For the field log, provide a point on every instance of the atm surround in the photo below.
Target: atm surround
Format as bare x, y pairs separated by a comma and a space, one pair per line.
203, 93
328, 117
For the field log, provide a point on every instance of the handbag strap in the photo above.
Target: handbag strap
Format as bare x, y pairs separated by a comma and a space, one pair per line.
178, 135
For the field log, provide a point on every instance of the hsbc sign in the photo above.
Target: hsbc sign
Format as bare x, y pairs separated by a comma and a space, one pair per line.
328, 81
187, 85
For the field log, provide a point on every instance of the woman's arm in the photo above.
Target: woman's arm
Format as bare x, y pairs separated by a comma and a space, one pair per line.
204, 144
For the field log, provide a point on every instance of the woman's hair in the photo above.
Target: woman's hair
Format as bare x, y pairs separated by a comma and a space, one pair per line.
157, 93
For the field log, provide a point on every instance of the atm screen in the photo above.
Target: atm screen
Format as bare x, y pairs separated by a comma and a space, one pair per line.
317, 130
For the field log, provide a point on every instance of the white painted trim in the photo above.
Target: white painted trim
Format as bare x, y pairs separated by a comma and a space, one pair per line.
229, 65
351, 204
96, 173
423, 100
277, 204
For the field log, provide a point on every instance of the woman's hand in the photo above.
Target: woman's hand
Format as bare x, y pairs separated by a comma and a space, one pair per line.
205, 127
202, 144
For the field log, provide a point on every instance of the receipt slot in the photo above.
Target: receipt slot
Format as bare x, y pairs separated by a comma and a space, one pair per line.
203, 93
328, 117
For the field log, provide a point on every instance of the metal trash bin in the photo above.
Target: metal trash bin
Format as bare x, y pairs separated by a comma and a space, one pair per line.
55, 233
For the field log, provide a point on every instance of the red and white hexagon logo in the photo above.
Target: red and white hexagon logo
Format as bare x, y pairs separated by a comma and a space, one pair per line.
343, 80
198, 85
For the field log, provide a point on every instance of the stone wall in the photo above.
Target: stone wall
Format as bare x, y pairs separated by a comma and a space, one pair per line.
-------------------------
**Exercise:** Rewrite the listing above so that "field log" becomes "site survey" wherever it appears, with every other word left as it is.

**The output:**
For the site survey, provide a point on every instance of the atm surround in the photo below.
Target: atm surround
Format as bare x, y pairs separated by a comma and a space, one pair per line.
203, 93
328, 117
For the site survey, provide a point on every instance of the handbag strap in the photo above.
Target: handbag strap
Format as bare x, y pairs separated by a comma and a space, one pair per line.
178, 135
For the site survey, provide a point on every instance of the hsbc sign in the photo above.
Target: hsbc sign
Format as bare x, y pairs separated by a comma and a space, one pair per line.
328, 81
187, 85
For the site survey, provide a point on every instance of the woman's arm in the photo above.
Target: woman's arm
Format as bare x, y pairs separated by a comma and a space, one pair per line.
204, 144
For the site survey, provide a point on every instance of the woman's hair in the photo above.
Target: woman's hair
Format as bare x, y pairs separated by a comma and a space, one pair per line.
157, 93
For the site survey, provide a point on every instance of the atm screen in the photo above.
Target: atm screen
Format as bare x, y pairs separated by a comma and a space, one pair per line.
317, 130
For the site survey, provide a point on every instance of the white painted trim in the photo above.
Target: white painted trim
Format as bare x, y pairs separated by a comma and a space, one pair per line.
229, 65
351, 204
96, 173
423, 100
277, 204
For the site survey, provide a point on every instance of the woman's hand in the photo above.
Target: woman's hand
Format as bare x, y pairs separated by a comma and a space, one pair per line.
205, 127
202, 144
For the site survey, provide a point on every instance of the receipt slot in the photo above.
Target: receipt slot
Format as bare x, y pairs separated by a comma and a space, one pair per line.
203, 93
328, 117
For the site survey, provide a point on every instance of the metal trash bin in the photo above.
Target: metal trash bin
Format as bare x, y pairs separated by a comma and a space, one pair per line.
55, 233
For the site survey, provide a point on every instance of the red and white hexagon logo in the photo above.
Target: red and white hexagon logo
Format as bare x, y pairs separated by a comma and a space, one pair per line.
343, 80
198, 85
For the site survey, provide a point on every instance of the stone wall in the photo above.
Target: stone wall
Format as bare x, y pairs separated by a comma and a space, one pair per line.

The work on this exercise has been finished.